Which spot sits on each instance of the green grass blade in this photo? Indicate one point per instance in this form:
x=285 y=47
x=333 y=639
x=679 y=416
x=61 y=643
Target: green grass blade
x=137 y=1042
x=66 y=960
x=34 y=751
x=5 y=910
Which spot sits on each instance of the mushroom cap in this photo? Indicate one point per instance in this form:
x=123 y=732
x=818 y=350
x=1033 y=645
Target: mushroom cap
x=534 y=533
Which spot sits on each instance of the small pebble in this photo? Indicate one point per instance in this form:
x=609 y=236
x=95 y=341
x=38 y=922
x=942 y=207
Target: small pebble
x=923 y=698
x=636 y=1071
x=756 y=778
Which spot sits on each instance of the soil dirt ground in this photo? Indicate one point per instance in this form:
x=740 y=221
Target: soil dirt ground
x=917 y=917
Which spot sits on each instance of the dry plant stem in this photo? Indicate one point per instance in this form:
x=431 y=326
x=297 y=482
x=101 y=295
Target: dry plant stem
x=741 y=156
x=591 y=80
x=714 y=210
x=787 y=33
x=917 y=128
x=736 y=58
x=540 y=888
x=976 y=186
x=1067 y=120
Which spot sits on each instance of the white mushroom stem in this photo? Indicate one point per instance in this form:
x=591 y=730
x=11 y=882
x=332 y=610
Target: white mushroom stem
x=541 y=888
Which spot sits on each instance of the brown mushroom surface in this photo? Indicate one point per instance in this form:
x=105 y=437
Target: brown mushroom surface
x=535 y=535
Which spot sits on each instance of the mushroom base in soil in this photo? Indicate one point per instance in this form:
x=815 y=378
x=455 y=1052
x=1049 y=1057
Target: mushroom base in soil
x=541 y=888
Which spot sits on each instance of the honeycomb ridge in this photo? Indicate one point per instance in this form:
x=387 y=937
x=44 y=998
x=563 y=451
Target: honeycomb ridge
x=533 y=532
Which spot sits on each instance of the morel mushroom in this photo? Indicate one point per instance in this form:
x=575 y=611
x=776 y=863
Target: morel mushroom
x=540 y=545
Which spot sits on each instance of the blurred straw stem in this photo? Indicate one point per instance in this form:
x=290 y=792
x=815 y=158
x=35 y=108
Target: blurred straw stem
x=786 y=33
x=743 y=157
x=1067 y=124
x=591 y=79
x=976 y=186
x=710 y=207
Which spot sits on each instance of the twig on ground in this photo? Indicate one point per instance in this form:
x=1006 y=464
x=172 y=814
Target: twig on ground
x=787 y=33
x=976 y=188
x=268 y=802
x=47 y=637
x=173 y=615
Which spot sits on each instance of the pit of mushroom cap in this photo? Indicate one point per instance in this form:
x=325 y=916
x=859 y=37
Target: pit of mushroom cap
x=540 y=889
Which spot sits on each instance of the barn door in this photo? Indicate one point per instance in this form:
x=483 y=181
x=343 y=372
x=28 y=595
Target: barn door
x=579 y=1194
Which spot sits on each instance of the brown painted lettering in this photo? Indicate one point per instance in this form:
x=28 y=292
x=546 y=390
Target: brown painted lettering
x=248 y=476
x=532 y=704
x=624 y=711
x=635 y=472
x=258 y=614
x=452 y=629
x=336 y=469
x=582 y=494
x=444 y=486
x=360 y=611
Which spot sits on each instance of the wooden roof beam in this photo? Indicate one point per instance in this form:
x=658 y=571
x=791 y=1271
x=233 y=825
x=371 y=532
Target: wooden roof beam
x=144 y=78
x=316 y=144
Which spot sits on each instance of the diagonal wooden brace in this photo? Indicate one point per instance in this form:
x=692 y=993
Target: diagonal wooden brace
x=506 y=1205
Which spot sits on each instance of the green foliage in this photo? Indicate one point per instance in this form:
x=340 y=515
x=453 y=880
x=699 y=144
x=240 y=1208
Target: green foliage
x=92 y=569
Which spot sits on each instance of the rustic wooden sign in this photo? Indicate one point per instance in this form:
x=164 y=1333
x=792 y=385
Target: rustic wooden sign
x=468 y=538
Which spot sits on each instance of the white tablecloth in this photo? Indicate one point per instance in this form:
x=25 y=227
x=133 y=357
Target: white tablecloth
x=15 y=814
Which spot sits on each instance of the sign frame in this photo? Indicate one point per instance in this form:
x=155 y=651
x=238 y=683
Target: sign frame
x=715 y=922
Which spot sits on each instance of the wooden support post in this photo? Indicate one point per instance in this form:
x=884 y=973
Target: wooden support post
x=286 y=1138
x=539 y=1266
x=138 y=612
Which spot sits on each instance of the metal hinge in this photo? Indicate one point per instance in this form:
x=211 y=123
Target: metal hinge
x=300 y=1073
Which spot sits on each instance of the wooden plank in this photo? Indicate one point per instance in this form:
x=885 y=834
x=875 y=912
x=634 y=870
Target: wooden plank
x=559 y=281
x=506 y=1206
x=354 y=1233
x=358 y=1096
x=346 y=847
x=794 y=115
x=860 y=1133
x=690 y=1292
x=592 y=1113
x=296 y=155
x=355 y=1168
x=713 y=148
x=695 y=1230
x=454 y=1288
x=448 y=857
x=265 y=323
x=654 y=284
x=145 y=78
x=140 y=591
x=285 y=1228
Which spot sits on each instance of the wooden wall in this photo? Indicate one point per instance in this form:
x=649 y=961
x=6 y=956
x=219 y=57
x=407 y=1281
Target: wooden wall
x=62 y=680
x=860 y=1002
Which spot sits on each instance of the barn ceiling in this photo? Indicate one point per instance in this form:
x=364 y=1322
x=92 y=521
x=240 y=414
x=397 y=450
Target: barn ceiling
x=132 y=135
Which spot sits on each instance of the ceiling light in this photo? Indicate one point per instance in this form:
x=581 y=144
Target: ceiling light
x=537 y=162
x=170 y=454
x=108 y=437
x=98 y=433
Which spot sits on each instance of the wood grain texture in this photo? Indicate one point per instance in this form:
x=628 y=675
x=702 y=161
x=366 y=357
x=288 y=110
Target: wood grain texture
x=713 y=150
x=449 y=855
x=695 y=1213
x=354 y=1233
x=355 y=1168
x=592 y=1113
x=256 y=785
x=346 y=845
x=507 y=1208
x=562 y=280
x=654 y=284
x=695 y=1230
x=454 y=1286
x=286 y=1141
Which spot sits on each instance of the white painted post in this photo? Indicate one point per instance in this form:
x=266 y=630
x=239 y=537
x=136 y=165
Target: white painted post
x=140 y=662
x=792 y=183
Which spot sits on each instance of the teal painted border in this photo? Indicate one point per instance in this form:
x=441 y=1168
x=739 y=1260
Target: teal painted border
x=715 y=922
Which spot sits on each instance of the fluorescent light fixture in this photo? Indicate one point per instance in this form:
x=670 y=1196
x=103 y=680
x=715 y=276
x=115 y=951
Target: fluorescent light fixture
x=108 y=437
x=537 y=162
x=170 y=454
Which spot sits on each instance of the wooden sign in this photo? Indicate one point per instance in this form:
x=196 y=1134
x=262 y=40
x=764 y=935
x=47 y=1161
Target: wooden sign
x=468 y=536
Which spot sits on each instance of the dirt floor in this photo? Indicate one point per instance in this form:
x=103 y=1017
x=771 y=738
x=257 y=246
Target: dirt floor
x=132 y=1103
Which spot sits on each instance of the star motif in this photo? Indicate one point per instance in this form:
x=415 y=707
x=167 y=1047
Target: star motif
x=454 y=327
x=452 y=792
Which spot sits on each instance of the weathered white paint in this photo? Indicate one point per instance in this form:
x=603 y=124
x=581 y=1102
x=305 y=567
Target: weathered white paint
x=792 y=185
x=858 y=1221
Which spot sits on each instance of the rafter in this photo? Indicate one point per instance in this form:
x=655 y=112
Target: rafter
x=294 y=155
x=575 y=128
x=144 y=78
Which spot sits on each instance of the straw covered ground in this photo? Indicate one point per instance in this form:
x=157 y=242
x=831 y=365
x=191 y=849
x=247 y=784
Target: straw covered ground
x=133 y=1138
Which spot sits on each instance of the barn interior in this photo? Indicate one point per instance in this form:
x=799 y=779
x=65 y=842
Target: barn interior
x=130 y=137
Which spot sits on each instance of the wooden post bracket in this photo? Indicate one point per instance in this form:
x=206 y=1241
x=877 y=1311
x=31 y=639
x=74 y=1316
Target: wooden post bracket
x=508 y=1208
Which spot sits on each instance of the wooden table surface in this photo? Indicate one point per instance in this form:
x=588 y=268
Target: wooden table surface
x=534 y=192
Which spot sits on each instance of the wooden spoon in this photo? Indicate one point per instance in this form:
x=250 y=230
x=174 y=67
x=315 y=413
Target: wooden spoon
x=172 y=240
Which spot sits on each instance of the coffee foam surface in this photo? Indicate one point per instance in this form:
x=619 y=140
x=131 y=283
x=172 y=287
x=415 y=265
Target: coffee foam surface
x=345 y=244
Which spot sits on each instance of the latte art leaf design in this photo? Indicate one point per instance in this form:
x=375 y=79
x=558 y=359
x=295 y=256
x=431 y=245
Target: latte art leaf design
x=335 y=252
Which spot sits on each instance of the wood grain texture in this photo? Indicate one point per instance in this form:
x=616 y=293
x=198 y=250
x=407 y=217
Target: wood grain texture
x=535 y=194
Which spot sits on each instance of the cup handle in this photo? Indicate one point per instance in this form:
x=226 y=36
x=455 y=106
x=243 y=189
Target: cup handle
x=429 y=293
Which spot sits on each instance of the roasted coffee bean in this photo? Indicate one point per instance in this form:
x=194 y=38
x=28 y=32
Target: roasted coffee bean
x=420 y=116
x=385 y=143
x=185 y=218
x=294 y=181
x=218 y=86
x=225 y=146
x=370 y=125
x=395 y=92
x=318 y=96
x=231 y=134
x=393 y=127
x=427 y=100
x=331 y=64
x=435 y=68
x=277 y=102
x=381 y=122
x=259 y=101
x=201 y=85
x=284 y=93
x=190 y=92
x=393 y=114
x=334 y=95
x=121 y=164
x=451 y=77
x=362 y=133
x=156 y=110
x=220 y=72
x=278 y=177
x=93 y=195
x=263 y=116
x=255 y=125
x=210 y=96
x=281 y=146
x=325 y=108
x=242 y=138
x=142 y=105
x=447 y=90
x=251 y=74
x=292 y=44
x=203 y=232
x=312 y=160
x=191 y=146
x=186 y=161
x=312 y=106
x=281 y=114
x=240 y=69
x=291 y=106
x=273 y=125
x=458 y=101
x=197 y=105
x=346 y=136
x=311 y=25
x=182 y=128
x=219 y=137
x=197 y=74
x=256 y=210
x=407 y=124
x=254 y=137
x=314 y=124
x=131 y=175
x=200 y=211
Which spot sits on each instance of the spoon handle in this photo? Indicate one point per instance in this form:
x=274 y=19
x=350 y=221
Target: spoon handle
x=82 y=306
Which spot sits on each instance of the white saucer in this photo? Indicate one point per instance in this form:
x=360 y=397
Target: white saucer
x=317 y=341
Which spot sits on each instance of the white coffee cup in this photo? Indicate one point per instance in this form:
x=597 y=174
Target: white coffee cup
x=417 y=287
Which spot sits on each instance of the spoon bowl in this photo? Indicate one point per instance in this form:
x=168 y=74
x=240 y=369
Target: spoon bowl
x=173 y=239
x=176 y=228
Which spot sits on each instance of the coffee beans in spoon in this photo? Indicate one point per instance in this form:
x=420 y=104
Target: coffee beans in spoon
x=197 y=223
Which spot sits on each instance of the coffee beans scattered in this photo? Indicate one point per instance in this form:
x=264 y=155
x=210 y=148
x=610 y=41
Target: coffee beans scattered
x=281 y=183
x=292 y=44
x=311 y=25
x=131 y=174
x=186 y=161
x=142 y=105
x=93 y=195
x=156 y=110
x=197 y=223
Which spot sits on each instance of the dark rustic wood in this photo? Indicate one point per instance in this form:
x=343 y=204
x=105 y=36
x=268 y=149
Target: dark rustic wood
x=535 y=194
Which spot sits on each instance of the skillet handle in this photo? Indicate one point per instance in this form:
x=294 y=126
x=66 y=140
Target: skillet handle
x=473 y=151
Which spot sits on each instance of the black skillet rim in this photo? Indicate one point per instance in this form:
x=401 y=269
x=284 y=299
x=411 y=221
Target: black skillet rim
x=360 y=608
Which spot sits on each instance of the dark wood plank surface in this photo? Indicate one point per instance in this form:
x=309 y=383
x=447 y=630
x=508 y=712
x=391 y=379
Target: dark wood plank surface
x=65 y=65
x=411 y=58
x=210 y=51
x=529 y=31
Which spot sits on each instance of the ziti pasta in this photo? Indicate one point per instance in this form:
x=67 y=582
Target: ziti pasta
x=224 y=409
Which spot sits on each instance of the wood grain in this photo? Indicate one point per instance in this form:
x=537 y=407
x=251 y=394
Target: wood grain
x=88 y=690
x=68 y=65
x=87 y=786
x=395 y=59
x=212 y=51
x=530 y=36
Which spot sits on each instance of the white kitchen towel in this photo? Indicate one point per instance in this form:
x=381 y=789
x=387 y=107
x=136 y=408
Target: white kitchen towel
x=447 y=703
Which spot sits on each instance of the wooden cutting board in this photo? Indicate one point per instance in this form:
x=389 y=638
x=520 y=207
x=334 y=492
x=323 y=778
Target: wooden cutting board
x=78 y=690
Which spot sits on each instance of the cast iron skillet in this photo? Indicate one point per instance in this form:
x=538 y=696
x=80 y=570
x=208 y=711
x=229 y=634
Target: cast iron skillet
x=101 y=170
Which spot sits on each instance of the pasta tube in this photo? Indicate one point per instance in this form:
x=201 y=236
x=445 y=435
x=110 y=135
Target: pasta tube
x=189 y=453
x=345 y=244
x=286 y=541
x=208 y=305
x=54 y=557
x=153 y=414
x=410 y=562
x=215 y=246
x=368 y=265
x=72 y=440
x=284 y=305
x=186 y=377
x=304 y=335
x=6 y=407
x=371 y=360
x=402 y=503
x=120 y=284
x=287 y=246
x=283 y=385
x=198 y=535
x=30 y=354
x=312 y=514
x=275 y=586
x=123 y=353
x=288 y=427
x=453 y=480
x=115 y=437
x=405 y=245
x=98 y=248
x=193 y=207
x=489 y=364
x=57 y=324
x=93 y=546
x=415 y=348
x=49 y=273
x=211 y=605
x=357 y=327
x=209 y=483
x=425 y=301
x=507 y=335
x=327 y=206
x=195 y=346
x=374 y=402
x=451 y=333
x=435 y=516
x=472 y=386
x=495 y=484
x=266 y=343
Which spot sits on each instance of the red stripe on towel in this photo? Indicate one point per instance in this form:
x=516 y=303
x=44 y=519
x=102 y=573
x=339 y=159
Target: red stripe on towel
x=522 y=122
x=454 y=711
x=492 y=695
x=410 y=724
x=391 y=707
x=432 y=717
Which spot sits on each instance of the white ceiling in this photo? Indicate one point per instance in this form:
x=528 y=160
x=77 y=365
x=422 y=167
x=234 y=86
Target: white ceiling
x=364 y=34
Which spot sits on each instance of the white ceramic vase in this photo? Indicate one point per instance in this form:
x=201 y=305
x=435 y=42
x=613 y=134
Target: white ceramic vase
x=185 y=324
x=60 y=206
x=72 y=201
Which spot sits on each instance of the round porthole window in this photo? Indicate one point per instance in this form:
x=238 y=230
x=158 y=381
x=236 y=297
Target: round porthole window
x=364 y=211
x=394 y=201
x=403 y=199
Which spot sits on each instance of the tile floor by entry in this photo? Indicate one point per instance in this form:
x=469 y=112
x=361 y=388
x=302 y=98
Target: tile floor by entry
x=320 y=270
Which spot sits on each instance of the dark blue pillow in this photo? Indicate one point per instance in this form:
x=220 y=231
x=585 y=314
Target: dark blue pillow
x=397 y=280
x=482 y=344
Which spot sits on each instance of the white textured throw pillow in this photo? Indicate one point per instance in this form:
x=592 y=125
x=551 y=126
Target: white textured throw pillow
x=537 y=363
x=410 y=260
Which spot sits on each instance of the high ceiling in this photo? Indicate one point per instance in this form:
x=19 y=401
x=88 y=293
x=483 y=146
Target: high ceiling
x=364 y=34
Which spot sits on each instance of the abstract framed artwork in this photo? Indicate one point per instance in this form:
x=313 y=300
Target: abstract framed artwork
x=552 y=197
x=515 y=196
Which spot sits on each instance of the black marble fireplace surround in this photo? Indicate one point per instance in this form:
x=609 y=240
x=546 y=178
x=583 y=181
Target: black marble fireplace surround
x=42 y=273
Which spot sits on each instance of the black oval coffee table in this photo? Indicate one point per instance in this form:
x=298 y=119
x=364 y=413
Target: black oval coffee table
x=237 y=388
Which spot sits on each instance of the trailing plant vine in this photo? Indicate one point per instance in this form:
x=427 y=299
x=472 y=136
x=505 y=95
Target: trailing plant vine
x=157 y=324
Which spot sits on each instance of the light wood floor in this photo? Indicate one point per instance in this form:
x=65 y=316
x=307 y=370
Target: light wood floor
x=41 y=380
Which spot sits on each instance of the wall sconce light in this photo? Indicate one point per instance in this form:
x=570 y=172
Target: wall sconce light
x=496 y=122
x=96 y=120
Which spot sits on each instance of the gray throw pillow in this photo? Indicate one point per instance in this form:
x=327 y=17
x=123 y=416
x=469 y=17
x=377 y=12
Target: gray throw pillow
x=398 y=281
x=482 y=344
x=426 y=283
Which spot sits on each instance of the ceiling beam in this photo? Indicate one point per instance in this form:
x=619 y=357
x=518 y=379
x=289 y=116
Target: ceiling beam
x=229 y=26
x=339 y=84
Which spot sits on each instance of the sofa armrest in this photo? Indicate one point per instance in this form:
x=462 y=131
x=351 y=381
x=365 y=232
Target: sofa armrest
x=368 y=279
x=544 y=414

━━━━━━

Copy the rows that begin with the row containing "Which spot sits on each instance of the cast" and end with the row containing "x=101 y=170", putting "frying pan" wherever "cast iron skillet" appears and changing nothing else.

**REPLY:**
Which spot sits on each instance of the frying pan in this photo? Indicate one point per instance in this form:
x=538 y=696
x=80 y=570
x=208 y=711
x=229 y=634
Target: frying pan
x=101 y=170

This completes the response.